Stored data entries:
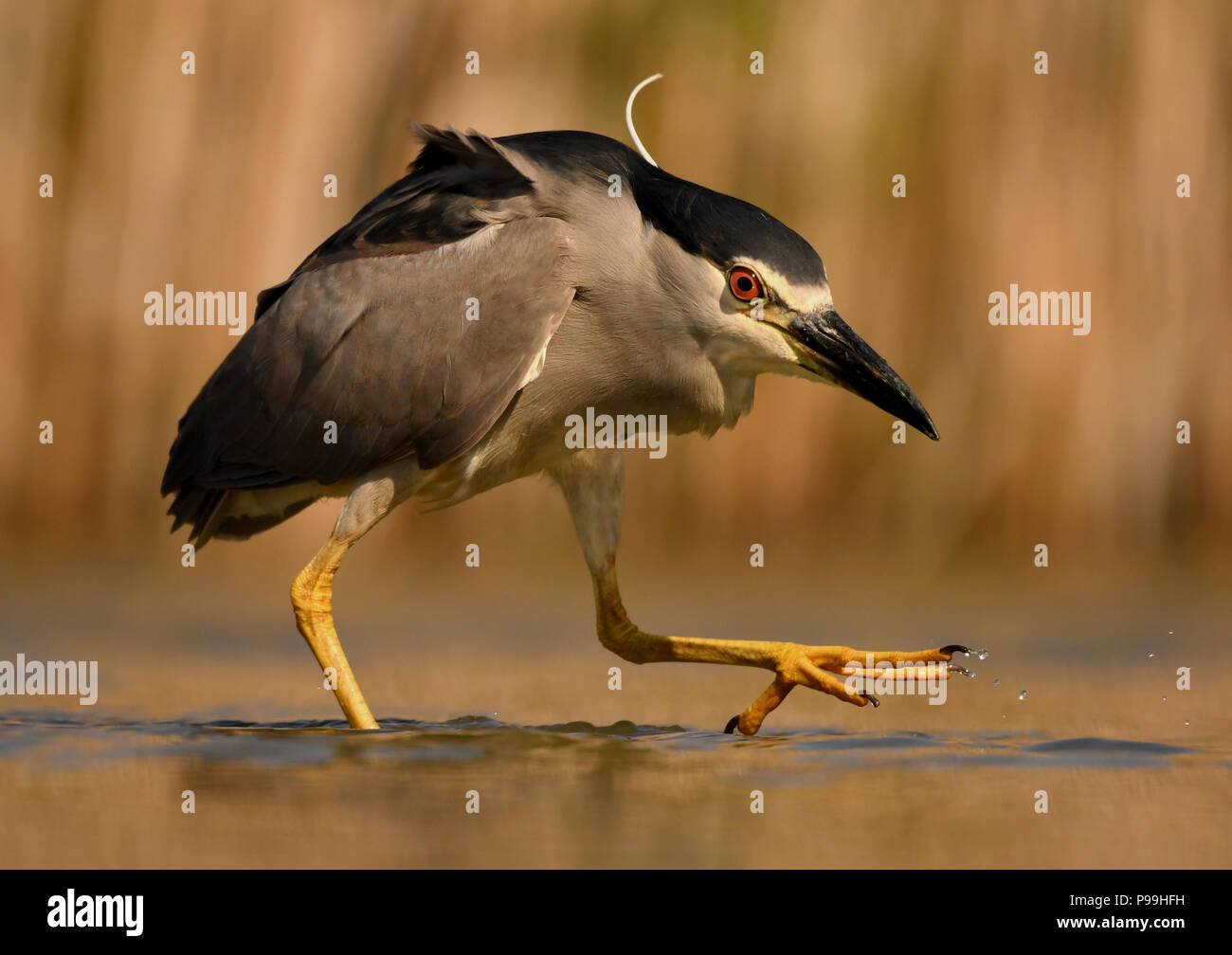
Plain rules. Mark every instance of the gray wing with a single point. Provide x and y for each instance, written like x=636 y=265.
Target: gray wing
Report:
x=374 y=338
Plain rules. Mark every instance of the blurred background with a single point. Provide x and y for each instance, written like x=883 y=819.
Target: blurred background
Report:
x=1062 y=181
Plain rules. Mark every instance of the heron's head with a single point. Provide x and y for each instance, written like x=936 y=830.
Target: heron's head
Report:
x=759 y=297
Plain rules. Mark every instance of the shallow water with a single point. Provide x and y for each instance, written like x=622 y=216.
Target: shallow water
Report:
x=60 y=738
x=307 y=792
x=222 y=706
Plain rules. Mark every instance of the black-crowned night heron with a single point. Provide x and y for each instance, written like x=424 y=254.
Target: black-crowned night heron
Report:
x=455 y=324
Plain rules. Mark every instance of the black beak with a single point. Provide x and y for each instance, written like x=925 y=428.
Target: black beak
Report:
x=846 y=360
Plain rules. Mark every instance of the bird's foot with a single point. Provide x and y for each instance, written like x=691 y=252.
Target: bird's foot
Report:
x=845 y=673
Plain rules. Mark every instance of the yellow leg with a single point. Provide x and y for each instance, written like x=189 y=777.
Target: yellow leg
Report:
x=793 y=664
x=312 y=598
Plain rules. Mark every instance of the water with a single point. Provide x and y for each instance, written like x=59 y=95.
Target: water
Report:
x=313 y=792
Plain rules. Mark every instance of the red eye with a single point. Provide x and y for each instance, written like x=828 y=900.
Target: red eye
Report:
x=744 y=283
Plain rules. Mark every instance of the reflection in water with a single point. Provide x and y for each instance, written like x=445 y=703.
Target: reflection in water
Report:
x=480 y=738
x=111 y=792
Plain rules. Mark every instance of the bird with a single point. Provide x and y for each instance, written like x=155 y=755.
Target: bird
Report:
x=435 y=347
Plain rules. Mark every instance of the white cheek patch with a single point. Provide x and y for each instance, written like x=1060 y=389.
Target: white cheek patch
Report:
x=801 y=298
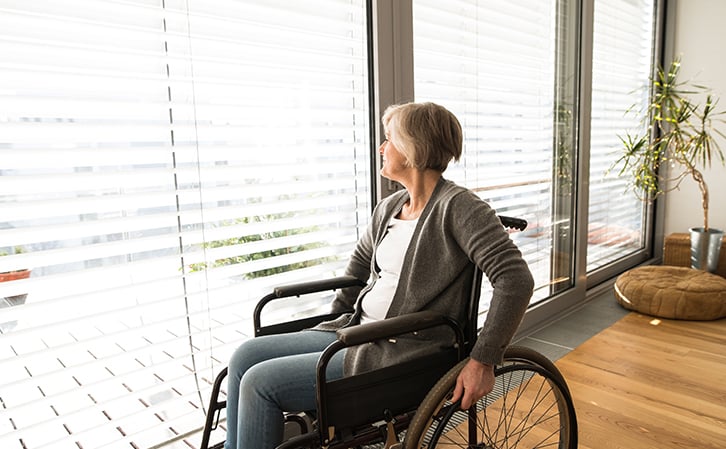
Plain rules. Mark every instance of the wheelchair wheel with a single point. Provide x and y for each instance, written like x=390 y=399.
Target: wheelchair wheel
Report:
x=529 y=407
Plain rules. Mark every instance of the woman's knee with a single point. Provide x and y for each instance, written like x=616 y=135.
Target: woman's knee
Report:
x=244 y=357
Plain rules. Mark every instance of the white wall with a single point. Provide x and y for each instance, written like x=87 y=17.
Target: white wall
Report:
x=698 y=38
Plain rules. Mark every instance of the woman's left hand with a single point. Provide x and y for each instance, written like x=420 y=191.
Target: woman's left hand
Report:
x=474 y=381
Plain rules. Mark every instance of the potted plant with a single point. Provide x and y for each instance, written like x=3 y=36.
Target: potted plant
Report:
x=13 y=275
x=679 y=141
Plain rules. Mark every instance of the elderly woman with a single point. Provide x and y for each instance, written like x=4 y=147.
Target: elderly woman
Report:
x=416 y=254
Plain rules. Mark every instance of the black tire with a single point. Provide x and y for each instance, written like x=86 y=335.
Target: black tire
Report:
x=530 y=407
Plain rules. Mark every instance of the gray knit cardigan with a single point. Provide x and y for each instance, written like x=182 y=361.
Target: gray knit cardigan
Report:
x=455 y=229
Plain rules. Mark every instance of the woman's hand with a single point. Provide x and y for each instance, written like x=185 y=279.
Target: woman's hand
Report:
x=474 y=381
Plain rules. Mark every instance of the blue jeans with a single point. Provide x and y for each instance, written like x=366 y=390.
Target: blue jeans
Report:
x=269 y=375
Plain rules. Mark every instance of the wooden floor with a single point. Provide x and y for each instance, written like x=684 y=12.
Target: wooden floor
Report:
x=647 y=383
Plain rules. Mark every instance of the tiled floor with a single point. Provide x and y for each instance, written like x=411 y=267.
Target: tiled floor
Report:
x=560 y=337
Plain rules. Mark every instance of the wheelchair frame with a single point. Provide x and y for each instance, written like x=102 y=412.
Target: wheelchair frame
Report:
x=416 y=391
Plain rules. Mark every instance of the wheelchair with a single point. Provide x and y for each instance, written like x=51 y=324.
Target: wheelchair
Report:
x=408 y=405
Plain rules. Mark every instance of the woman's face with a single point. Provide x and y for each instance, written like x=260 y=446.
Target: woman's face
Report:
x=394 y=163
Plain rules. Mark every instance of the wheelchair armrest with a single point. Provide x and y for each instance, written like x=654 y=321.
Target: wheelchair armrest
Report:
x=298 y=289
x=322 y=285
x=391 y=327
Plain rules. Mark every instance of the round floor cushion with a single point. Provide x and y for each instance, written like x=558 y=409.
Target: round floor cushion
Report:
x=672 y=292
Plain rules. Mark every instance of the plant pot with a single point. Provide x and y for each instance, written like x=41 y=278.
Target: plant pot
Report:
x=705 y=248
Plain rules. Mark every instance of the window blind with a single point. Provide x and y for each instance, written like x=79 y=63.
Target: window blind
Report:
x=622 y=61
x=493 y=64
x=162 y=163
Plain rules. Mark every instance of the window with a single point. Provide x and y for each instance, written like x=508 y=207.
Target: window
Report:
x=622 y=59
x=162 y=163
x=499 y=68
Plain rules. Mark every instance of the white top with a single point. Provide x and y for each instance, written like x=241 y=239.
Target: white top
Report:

EXERCISE AIM: Reproduce each entry precisely; the pictures stay out.

ANSWER SPACE:
Plain rules. Mark every instance of the gray wing with a single point. Provide x and y for each instance, written like x=636 y=265.
Target: gray wing
Report:
x=374 y=338
Plain rules. Mark every instance of the blurred background with a single point. Provide x and y for each instance, written like x=883 y=819.
Target: blurred background
Report:
x=1062 y=181
Plain rules. Mark every instance of the heron's head with a single point. Provide x and y for each instance, written like x=936 y=830.
Target: heron's head
Report:
x=759 y=297
Plain rules. Mark every instance of the shallow water with a single point. Provide x and y for each instance, written like x=622 y=216.
Target: shallow water
Report:
x=60 y=738
x=307 y=792
x=222 y=706
Plain rules. Mark every instance of the black-crowned night heron with a single point. Provide x and y for each instance, written like x=424 y=254.
Target: black-crowned night heron
Report:
x=455 y=324
Plain rules. Mark every instance of the black beak with a single point. Provide x and y for each instance, written like x=925 y=428.
Target: black beak
Report:
x=846 y=360
Plain rules. Mark every instance of the bird's foot with a single point. Provide x and y for each instance, written like x=691 y=252.
Target: bird's foot
Report:
x=845 y=673
Plain rules. Mark every instance of the yellow leg with a single point. Provide x and y for each instance, written like x=189 y=777.
Target: yellow leg
Report:
x=793 y=664
x=312 y=598
Plain rules. Mark every instance of the water with a single point. Provide x and y for each instance, written like x=59 y=95.
Target: water
Report:
x=313 y=792
Plain rules. Mark every instance of the red eye with a single point. Provide x and y for each instance, written like x=828 y=900.
Target: red eye
Report:
x=744 y=283
Plain rules. Mark every instance of the reflection in water with a single point. Provide x and y for each instance, written like x=445 y=703.
Target: reflection in water
Report:
x=480 y=738
x=111 y=792
Plain rules. Mark every instance of the bird with a single point. Provide x and y for each instance, written like x=155 y=755.
Target: bird
Report:
x=435 y=347
Plain rules. Mark every instance of the white cheek patch with a single point. Provide x and y for each instance, written like x=1060 y=389.
Target: white cheek patch
Report:
x=801 y=298
Plain rules. Mark every instance of the wheelchair wheel with a single point. Provide x and y for each instance, written like x=390 y=399.
Target: wheelchair wheel
Report:
x=529 y=407
Plain rules. Mark every instance of the woman's knee with a single point. Provide x and y for each instance, written like x=616 y=135.
Target: woman's knee
Report:
x=244 y=357
Plain rules. Mark every instance of the white wall with a single point. Provide x and y for each instance, written like x=87 y=17.
Target: white wall
Report:
x=698 y=38
Plain rules. Mark every instance of the woman's left hand with a single point. Provide x and y for each instance, written like x=420 y=191.
Target: woman's left hand
Report:
x=474 y=381
Plain rules. Mark every instance of the potted plant with a single point. Provide x and y for each instance, written like x=3 y=36.
Target: potted plant
Report:
x=13 y=275
x=679 y=141
Plain rules. Mark every instance of the elderly woman with a single point. Provide x and y for each instance, written like x=4 y=147.
Target: elderly woman
Report:
x=416 y=254
Plain rules. Mark every instance of the black tire with a single point. Provide x and y for each instance, written like x=86 y=335.
Target: black tire
Report:
x=530 y=407
Plain rules. Mark every instance of the gray knit cardigan with a single point. Provide x and y for each instance, written like x=182 y=361.
Target: gray knit cardigan
Report:
x=455 y=229
Plain rules. Mark every instance of the woman's hand with a single point. Provide x and y for each instance, written like x=185 y=279.
Target: woman's hand
Report:
x=474 y=381
Plain rules. Mark every instance of the blue jeans with a single point. Provide x and y for each instance, written like x=366 y=390.
Target: blue jeans
Report:
x=269 y=375
Plain rules. Mark every instance of the wooden floor with a single point. Provide x and y for each instance, written like x=684 y=12.
Target: wooden floor
Report:
x=647 y=383
Plain rules. Mark every instance of the tiled floor with a single point. Provide x and y for each instance, written like x=411 y=267.
Target: tiled floor
Report:
x=560 y=337
Plain rules. Mark every instance of the wheelchair frame with a single point. Provide x and y for each instance, written like x=102 y=412.
Target: wheelchair frame
Report:
x=416 y=391
Plain rules. Mark every instance of the wheelchair with a single point. Provide x and y for each instance, written like x=51 y=324.
Target: wheelchair
Report:
x=408 y=405
Plain rules. Mark every instance of the woman's face with a single point. Provide x and y for each instance, written like x=260 y=446.
Target: woman's face
Report:
x=394 y=163
Plain rules. Mark every instance of the wheelchair armrest with a single point. Provide x and y for each instance, written like x=654 y=321.
Target: wheelchair armrest
Report:
x=298 y=289
x=322 y=285
x=391 y=327
Plain rules. Mark every instance of the round floor cushion with a single point. Provide x and y for each instance, written like x=558 y=409.
Target: round floor cushion
Report:
x=672 y=292
Plain rules. Mark every instance of the plant pot with a single point. Provide x and y for each instance, written like x=41 y=278.
Target: plant pot
Report:
x=705 y=248
Plain rules. Mark every instance of the window blind with a single point. Provide x and y for each instance, written like x=79 y=63.
Target: window blind
Report:
x=622 y=61
x=493 y=64
x=162 y=163
Plain rules. Mark every instance of the window with a single point. Provide x and y for each instance, written like x=508 y=207.
Target: window
Report:
x=622 y=59
x=162 y=163
x=499 y=68
Plain rules. Mark every instance of the white top with a single point. Provide x and y for each instance, written like x=241 y=239.
Target: white top
Report:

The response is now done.